DIRECTIVE:
Return the part of the records below that runs from their first line through the line containing "[[51, 692], [88, 458], [109, 645]]", including that line. Copy those lines with no changes.

● ● ● ● ● ● ●

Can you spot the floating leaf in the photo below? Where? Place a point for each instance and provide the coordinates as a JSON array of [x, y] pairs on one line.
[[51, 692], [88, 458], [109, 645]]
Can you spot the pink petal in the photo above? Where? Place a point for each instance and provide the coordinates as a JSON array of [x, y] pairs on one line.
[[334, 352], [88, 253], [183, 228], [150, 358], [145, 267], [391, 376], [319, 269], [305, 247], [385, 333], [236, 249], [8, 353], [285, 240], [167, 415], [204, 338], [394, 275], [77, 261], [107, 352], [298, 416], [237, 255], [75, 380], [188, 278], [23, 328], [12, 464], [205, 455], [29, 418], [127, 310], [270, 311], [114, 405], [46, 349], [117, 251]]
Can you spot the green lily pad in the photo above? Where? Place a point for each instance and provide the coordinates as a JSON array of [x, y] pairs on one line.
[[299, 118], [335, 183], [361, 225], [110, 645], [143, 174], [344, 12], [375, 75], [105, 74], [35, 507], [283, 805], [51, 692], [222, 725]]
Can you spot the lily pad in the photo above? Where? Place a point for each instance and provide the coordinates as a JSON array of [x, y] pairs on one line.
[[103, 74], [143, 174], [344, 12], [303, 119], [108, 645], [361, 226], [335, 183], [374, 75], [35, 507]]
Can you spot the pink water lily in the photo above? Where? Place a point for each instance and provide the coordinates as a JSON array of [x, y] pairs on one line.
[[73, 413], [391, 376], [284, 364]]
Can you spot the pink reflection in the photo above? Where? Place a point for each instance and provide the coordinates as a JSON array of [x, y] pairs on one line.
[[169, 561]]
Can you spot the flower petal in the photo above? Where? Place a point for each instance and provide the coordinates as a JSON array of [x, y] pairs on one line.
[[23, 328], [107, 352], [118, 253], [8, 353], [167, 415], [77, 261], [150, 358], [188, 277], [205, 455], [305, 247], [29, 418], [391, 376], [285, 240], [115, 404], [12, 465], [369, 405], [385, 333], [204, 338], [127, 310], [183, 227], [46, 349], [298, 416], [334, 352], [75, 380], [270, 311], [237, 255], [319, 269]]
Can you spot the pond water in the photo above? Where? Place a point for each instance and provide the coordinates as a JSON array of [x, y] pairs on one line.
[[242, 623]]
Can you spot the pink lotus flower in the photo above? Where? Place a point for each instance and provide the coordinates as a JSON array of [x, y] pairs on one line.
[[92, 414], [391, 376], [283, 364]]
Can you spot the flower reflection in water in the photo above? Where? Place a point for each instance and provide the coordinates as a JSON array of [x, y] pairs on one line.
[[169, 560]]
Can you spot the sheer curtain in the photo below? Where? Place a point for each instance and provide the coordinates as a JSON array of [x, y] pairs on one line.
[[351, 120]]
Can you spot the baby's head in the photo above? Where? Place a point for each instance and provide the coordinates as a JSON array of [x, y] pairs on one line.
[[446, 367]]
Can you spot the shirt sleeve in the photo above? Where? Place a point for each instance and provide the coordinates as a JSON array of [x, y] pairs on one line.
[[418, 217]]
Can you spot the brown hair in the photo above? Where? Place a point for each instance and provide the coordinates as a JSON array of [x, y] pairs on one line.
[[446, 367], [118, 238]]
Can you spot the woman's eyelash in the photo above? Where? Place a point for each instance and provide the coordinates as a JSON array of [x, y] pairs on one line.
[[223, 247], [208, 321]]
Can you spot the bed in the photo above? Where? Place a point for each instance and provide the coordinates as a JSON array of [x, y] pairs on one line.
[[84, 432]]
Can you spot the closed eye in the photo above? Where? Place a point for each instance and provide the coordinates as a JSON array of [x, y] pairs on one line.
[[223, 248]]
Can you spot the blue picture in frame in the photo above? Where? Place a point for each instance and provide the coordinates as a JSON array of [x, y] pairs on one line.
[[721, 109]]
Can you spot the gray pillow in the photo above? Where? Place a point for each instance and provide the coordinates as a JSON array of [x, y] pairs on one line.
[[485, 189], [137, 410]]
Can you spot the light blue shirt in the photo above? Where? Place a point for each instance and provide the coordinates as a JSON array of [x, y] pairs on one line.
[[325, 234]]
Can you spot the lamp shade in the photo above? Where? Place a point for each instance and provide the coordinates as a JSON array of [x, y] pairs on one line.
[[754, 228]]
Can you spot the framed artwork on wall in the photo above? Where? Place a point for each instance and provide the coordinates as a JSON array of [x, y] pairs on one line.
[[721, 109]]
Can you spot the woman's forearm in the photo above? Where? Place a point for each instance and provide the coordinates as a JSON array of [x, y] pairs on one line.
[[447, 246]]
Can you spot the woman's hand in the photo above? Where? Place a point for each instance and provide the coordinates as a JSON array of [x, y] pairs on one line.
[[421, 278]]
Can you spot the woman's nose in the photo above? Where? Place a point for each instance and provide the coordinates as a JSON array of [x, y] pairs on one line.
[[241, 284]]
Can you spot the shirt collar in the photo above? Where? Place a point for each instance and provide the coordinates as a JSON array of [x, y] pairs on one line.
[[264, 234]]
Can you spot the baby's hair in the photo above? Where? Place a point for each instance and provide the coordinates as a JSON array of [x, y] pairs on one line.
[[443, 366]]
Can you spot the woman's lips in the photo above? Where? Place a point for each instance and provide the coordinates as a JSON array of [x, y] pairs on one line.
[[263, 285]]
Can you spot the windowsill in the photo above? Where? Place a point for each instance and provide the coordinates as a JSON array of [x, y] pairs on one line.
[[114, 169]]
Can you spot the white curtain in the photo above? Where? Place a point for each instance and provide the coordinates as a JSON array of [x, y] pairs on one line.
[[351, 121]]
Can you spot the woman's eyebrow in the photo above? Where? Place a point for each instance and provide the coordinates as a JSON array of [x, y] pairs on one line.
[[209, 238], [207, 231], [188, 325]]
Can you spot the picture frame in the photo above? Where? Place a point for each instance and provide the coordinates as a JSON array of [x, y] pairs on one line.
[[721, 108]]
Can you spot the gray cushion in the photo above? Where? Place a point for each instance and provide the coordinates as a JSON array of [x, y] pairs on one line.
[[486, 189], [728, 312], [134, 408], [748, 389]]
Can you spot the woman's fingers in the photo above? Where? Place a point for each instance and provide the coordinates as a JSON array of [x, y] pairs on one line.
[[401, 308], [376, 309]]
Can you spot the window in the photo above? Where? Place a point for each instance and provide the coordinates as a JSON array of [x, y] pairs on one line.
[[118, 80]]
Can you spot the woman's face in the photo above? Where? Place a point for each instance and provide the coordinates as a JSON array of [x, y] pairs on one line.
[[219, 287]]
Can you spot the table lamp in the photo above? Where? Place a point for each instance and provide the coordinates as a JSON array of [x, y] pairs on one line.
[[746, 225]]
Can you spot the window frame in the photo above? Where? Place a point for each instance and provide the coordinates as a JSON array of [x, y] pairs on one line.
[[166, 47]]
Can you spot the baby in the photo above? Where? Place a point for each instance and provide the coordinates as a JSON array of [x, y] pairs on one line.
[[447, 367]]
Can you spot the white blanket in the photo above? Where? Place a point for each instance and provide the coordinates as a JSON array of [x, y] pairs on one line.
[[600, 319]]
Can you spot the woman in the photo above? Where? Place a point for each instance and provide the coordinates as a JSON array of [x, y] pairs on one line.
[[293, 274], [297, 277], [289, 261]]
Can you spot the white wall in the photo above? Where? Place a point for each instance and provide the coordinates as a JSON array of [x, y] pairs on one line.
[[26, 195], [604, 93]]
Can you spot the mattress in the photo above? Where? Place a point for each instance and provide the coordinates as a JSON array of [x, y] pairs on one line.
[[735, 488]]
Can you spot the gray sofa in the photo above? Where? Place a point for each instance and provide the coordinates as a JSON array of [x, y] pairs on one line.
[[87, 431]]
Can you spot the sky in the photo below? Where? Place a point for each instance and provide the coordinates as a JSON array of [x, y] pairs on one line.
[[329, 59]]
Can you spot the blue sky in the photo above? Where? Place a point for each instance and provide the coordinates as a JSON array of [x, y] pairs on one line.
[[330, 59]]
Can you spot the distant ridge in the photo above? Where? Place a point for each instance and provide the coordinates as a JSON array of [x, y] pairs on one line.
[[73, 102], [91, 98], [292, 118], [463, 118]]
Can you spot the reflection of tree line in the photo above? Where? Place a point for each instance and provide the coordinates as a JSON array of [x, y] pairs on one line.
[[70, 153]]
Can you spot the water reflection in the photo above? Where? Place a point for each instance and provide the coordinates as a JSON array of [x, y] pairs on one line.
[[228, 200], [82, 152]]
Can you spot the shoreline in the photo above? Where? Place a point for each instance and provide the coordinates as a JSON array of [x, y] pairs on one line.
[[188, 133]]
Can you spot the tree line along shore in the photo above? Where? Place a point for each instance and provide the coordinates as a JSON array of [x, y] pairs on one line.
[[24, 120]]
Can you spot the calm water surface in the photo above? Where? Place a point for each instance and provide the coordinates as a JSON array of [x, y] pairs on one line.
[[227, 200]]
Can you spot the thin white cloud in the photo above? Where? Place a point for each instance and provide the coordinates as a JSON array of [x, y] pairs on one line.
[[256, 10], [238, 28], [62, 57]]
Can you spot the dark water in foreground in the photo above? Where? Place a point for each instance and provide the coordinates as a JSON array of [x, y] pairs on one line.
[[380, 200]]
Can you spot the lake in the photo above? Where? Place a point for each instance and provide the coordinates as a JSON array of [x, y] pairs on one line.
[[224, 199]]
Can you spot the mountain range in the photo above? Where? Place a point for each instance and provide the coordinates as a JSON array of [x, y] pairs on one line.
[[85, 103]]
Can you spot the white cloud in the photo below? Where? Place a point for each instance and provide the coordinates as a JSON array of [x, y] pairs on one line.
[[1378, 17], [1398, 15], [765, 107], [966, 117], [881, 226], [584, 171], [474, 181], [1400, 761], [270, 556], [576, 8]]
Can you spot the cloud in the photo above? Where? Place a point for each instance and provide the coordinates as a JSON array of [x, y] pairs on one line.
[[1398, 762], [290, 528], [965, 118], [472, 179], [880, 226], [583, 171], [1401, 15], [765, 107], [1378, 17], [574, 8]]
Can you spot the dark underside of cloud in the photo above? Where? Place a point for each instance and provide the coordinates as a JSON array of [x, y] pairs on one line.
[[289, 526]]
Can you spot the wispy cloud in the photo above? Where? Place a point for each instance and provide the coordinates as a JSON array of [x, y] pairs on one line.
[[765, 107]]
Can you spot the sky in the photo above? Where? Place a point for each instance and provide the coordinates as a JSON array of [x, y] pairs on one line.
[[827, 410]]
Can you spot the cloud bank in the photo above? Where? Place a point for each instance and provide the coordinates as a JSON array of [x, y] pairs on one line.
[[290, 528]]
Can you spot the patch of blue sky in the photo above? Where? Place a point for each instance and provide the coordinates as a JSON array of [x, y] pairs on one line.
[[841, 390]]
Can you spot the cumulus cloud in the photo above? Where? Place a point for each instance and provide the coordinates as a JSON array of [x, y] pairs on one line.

● ● ● ● ● ● ●

SOLUTION BELOW:
Can you spot the floating leaf in the photo below? Where? Place a point for each instance and provide the coordinates as a JSON array of [x, y] pairs on one line.
[[51, 692], [88, 458], [109, 645]]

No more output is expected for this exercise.